_EXERCISE_
Return every line below as is, leaving out the pictures.

_SUPPLIED RECORDS_
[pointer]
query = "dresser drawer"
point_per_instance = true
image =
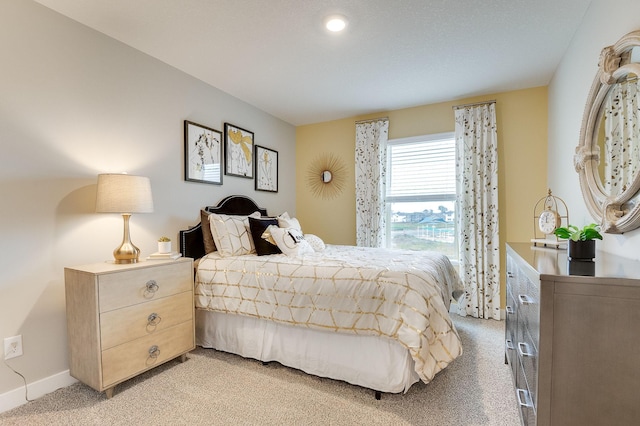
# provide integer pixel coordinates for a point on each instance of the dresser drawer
(527, 354)
(127, 360)
(130, 287)
(528, 313)
(130, 323)
(524, 398)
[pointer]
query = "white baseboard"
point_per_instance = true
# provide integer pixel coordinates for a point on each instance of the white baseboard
(15, 398)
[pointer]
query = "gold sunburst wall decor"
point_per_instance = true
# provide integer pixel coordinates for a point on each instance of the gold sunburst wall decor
(326, 176)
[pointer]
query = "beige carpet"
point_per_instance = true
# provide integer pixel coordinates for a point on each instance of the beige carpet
(214, 388)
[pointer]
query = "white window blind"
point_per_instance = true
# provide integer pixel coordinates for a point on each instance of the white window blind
(421, 168)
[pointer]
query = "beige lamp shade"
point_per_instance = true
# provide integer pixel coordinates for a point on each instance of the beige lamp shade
(124, 194)
(121, 193)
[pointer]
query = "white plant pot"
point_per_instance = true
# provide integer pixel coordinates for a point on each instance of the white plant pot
(164, 246)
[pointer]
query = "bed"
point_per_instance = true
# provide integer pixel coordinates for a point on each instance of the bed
(374, 318)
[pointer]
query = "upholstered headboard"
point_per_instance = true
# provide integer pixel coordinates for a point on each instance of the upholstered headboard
(191, 241)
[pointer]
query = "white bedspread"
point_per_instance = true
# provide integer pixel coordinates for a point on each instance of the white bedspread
(403, 295)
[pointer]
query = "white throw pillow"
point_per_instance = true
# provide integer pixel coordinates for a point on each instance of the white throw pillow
(290, 241)
(284, 221)
(231, 234)
(315, 242)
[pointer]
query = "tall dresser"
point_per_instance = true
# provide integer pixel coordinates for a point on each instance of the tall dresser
(125, 319)
(573, 337)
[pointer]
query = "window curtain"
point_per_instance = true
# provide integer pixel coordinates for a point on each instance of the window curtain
(621, 154)
(371, 166)
(477, 206)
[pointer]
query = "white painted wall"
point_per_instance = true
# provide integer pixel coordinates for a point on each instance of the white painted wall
(604, 23)
(75, 103)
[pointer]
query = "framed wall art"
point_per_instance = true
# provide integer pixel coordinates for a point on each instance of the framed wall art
(202, 154)
(266, 169)
(238, 146)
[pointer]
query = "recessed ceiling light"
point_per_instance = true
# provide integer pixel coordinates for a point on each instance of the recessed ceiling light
(335, 23)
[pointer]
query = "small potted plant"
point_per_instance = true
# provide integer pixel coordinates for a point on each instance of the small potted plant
(164, 245)
(582, 241)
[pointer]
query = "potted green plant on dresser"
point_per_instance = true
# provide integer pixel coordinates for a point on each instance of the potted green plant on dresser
(582, 241)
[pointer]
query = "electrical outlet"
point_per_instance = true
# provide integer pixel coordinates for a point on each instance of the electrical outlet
(12, 347)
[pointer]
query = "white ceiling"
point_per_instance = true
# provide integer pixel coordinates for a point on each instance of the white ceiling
(275, 54)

_ANSWER TO THIS EXERCISE_
[pointer]
query = "dresser drawer"
point_per_instance = true
image =
# provide integer pixel coordinates for a point on each instance of the dresser drawer
(527, 354)
(127, 360)
(130, 287)
(528, 313)
(130, 323)
(524, 398)
[pointer]
query = "white baseboard"
point_per_instance = true
# provide integer pixel coordinates for a point on each instance of the white baseboard
(15, 398)
[pointer]
query = "gold sunburst wall decor"
point_per_instance = true
# provide integer pixel coordinates for a point on each instance of the gold sunburst wall decor
(326, 176)
[pointer]
query = "beige carpet"
point_per_instance = true
# provide integer pixel coordinates for a point on each instance of the beige carpet
(214, 388)
[pointer]
query = "white window blind"
point_per_instance = true
# provide integer pixel coordinates for a point on each instance of the white window blind
(421, 168)
[pointer]
query = "beige lamp shade"
point_per_instance = true
# provide integer pixel coordinates for a point on each instance of the beige lamp shade
(124, 194)
(121, 193)
[pointer]
query = "white plant pot"
point_per_instance = true
# provide integer pixel coordinates for a point on each instance of the white plant pot
(164, 246)
[pointer]
query = "bed"
point_per_instance = true
# provide integer pixel coordinates for a point on each instance of the bed
(374, 318)
[pointer]
query = "upholstered headboard"
point_per_instance = true
# provide integer pixel coordinates for a point on each instance of the upholstered headboard
(191, 241)
[pointer]
query = "white bedspread"
point_per_instance = true
# provide integer pixel coordinates for a point on each instance of the white bedspread
(403, 295)
[pointer]
query = "white throw pillow"
point_per_instance = true
# provide integer pixel coordinates for a point on each instance of the white throw pillow
(290, 241)
(284, 221)
(231, 234)
(315, 242)
[pointer]
query = "tall dresser"
point_per_instance = true
# provide integer pixel coordinates for a point on each instance of the tall dresser
(125, 319)
(573, 337)
[pointer]
query = "window curtain"
point_per_instance = true
# provide integer pixel coordinates for a point on each instance of the window curtain
(621, 154)
(371, 166)
(477, 206)
[pointer]
query = "white painted wall"
point_per_instance = true
# provide integer pixel coordinates for a point on each instance of the white painted wall
(604, 23)
(75, 103)
[pointer]
query = "framed wall art"
point_per_instance = true
# provide integer pixel coordinates for a point on each instance of the framed wall art
(202, 154)
(266, 169)
(238, 146)
[pointer]
query = "recessed ceiling light"
point_per_instance = true
# provide integer pixel coordinates for a point on each instance of the recessed ceiling light
(335, 23)
[pointer]
query = "small potted plant"
point_per_instance = true
# provide integer pixel coordinates for a point on each instance of the small potted plant
(164, 245)
(582, 241)
[pointer]
query = "potted green plant on dresser"
point_per_instance = true
# provide integer pixel coordinates for a point on each instance of the potted green plant on dresser
(582, 241)
[pointer]
query = "electrical outlet"
point_per_instance = true
# provide integer pixel coordinates for a point on each instance of the electrical outlet
(12, 347)
[pointer]
query = "white ceiling"
point_per_instance = true
# provide integer pixel coordinates for a point on each instance of the white ceiling
(275, 54)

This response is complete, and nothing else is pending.